Senate sides with Obama, removes F-22 money

WASHINGTON — The Senate voted today to halt production of the Air Force’s missile-eluding F-22 Raptor fighter jets in a high-stakes, veto-laden showdown over President Barack Obama’s efforts to shift defense spending to a next generation of smaller, single-engine F-35 Joint Strike Fighters.

The 58-40 vote reflected an all-out lobbying campaign by the Obama administration, which had to overcome resistance from lawmakers confronted with the losses of defense-related jobs if the F-22 program is terminated.

Sen. John McCain, R-Ariz., said it was “probably the most impactful amendment that I have seen in this body on almost any issue.” He said it was “about whether we will stop doing business as usual, and that is continuing to fund weapons systems that are no longer needed.”

The vote removed $1.75 billion set aside in a $680 billion defense policy bill to build seven more F-22 Raptors, adding to the 187 stealth technology fighters already being built.

The Senate action also saved Obama from what could have been a political embarrassment. He had urged the Senate to strip out the money and threatened what would be the first veto of his presidency if the F-22 money remained in the defense bill.

Immediately after the vote, Obama told reporters at the White House the Senate’s decision will “better protect our troops.”

White House officials said Vice President Joe Biden and chief of staff Rahm Emanuel lobbied senators, as did Defense Secretary Robert Gates, who both publicly and in conversations with lawmakers stressed that the Pentagon has enough F-22s for its operational needs and can put the money to better uses.

Pentagon spokesman Geoff Morrell said today that spending on the stealth fighter would “inhibit our ability to buy things we do need,” including Gates’ proposal to add 22,000 soldiers to the Army.

──────────────────────────────

▸ **QUESTIONS TO ANSWER**:
• a. Answer these from the F-22 article:
(i) What was the Senate vote count?
(ii) How much money did the vote remove from the defense policy bill?
(iii) How many soldiers did Gates propose to add to the Army?
• b. List every person named in the F-22 article.
Rely only on the article above.

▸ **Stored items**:
──────────────────────────────

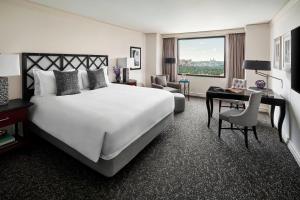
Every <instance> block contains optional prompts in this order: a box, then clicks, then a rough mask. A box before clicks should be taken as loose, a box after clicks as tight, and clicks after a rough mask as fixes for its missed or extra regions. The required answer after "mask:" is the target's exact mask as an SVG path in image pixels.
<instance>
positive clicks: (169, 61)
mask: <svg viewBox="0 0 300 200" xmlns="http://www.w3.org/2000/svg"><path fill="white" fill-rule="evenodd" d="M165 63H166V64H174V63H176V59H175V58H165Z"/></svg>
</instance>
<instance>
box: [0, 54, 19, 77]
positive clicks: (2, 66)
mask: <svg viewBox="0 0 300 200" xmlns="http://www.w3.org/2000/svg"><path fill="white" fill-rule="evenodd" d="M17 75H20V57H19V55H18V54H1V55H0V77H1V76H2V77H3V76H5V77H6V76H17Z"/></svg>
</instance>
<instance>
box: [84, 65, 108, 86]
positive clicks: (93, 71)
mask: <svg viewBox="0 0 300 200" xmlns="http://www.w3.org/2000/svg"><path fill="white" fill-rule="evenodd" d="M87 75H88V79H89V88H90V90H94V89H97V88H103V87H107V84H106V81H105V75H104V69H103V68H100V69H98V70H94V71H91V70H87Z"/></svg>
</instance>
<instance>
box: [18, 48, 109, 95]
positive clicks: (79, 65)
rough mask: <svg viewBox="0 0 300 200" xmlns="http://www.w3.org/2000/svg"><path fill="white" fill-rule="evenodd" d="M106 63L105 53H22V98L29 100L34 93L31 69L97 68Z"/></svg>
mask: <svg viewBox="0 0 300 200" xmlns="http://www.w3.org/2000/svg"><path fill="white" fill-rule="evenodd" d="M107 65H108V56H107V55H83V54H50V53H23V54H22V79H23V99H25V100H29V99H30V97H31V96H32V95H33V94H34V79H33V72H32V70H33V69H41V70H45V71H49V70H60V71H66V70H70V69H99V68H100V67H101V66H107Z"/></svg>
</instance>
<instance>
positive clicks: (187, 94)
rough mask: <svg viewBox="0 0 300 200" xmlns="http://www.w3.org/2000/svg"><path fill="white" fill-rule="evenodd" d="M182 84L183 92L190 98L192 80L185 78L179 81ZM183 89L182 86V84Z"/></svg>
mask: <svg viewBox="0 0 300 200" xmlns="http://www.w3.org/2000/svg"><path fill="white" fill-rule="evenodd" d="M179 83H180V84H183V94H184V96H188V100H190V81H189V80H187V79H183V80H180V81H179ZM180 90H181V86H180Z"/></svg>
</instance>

──────────────────────────────

▸ **LIST OF ANSWERS**:
• a.
(i) 58-40
(ii) $1.75 billion
(iii) 22,000

• b.
Barack Obama
John McCain
Joe Biden
Rahm Emanuel
Robert Gates
Geoff Morrell